- **Permintaan Tertulis 1**
Dari artikel tentang Nilai Tukar Petani di bawah, daftarkan semua angka persentase yang berbeda. Tulis tiap angka sekali saja.
- **Permintaan Tertulis 2**
Hitung baris catatan yang memuat kata "task", dengan huruf besar dan kecil dibedakan. Jawab dengan angkanya saja.

Nilai Tukar Petani Naik 0,35 Persen di Desember 2019

Nilai Tukar Petani Provinsi Papua Barat mengalami penurunan terbesar (1,08 persen) dibandingkan penurunan NTP provinsi Iainnya.

oleh Liputan6.com diperbarui 02 Jan 2020, 18:30 WIB
Diterbitkan 02 Jan 2020, 18:30 WIB
Melihat Petani Kulon Progo Panen Padi Menggunakan Mesin
Petani memanen padi jenis IR 54 menggunakan mesin produk China di Galuh, Kulon Progo, Yogyakarta, Kamis (2/2/2020). Mesin yang disewa seharga Rp 500 ribu untuk memanen padi seluas 1.400 meter persegi itu mengefisienkan waktu, tenaga, dan modal dibandingkan tenaga manusia. (merdeka.com/Arie Basuki)

Liputan6.com, Jakarta - Kepala Badan Pusat Statistik (BPS), Suhariyanto menyebutkan Nilai Tukar Petani (NTP) NTP nasional Desember 2019 sebesar 104,46. Angka tersebut naik 0,35 persen dibanding NTP bulan sebelumnya.

Dia mengungkapkan kenaikan NTP dikarenakan Indeks Harga yang Diterima Petani (It) naik sebesar 0,59 persen, lebih besar dari kenaikan Indeks Harga yang Dibayar Petani (lb) sebesar 0,24 persen.

"Pada Desember 2019, NTP Provinsi Riau mengalami kenaikan tertinggi (2,65 persen) dibandingkan kenaikan NTP provinsi Iainnya," kata dia, di kantornya, Jakarta, Kamis (2/1).

Sebaliknya, NTP Provinsi Papua Barat mengalami penurunan terbesar (1,08 persen) dibandingkan penurunan NTP provinsi Iainnya.

Nilai Tukar Petani (NTP) adalah perbandingan indeks harga yang diterima petani (It) terhadap indeks harga yang dibayar petani (lb).

NTP merupakan salah satu indikator untuk melihat tingkat kemampuan/daya beli petani di perdesaan. NTP juga menunjukkan daya tukar (terms of trade) dari produk pertanian dengan barang dan jasa yang dikonsumsi maupun untuk biaya produksi.

BPS juga mencatat pada Desember 2019 terjadi inflasi perdesaan di Indonesia sebesar 0,28 persen disebabkan oleh haiknya indeks di seluruh kelompok penyusun Indeks Konsumsi Rumah Tangga (IKRT), terutama Kelompok Makanan Jadi, Minuman, Rokok dan Tembakau.

Sementara itu, Nilai Tukar Usaha Rumah Tangga Pertanian (NTUP) nasional Desember 2019 sebesar 114,04 atau naik 0,43 persen dibanding NTUP bulan sebelumnya.

Reporter: Yayu Agustini Rahayu

Sumber: Merdeka.com

Saksikan Video Pilihan di Bawah Ini:

Nilai Tukar Petani Turun, Kementan: Hati-Hati Dalam Menggunakan Data

Musim Kemarau, Harga Gabah Petani Alami Kenaikan
Petani memisahkan bulir padi dari tangkainya saat panen di sawah yang terletak di belakang PLTU Labuan, Pandeglang, Banten, Minggu (4/8/2019). Kurangnya pasokan beras dari petani akibat musim kemarau menyebabkan harga gabah naik. (merdeka.com/Arie Basuki)

- **Data Mentah**
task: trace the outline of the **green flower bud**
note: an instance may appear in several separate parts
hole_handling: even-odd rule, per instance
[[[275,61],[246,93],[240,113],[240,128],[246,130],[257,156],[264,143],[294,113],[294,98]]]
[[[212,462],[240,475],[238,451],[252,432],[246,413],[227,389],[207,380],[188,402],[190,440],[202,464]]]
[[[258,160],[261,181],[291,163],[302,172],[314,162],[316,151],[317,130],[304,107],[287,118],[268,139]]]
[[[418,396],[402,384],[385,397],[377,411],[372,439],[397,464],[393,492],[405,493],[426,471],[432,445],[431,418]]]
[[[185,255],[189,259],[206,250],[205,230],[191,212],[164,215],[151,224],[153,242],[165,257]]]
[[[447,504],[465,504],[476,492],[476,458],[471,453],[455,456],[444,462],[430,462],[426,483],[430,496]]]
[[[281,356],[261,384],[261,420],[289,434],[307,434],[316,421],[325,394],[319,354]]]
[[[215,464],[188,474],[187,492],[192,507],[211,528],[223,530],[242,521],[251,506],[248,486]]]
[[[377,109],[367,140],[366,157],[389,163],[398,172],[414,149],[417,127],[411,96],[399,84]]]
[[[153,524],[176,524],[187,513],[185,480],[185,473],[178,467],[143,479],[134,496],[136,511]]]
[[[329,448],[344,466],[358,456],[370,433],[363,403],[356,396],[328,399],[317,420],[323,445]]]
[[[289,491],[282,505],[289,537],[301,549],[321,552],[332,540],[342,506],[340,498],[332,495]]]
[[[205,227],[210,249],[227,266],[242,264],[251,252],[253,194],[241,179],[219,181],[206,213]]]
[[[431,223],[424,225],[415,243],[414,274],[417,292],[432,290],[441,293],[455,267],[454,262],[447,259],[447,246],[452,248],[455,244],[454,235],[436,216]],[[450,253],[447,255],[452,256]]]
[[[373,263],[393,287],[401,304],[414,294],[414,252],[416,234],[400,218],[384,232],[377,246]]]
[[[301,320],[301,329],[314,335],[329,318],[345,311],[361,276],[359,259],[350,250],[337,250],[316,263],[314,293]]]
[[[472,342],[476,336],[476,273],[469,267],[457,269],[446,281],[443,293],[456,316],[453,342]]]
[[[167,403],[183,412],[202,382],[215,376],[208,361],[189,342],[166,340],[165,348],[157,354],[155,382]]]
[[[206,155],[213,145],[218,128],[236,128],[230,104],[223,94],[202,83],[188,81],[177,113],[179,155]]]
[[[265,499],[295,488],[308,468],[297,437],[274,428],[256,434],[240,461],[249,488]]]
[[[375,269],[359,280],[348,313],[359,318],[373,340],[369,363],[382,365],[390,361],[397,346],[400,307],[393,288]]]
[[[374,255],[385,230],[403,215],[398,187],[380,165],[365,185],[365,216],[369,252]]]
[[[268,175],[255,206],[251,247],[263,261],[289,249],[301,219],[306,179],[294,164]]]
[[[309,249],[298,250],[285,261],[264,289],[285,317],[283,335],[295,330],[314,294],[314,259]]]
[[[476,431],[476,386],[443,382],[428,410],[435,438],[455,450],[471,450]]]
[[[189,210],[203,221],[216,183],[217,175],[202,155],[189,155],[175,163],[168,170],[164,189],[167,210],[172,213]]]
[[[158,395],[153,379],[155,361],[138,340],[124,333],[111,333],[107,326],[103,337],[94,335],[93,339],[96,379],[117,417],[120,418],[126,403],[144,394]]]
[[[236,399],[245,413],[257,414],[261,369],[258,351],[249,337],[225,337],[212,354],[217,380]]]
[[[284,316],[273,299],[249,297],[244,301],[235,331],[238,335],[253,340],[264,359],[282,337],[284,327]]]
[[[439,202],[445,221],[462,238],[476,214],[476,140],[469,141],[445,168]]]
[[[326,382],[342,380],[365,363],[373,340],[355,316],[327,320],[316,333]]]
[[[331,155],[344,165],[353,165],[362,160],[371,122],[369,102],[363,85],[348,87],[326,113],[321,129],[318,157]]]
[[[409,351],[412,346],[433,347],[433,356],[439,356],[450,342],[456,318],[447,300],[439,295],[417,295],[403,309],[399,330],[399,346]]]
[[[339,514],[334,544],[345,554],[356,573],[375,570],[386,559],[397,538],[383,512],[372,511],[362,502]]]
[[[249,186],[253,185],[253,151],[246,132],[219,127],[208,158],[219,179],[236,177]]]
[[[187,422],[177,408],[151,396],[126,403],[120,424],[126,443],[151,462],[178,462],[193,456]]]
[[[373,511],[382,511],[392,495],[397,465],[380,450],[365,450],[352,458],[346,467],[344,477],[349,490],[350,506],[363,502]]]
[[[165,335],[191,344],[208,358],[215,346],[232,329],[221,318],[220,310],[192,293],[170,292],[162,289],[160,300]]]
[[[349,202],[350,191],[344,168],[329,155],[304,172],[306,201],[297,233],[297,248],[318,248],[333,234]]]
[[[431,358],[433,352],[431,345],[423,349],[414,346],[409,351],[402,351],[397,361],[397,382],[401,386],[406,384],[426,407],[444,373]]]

---

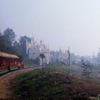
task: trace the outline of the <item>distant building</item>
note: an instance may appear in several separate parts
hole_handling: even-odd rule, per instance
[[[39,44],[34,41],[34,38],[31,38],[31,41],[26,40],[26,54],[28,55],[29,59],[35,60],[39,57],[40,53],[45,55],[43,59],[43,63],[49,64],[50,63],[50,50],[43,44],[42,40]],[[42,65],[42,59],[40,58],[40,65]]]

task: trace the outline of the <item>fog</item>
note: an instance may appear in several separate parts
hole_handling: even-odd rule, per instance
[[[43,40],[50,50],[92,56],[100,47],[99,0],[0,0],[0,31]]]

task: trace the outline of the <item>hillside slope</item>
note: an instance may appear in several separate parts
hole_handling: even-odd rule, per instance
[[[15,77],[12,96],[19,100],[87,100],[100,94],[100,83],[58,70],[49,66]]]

- **Jawaban 1**
- 0,35 persen
- 1,08 persen
- 0,59 persen
- 0,24 persen
- 2,65 persen
- 0,28 persen
- 0,43 persen

- **Jawaban 2**
4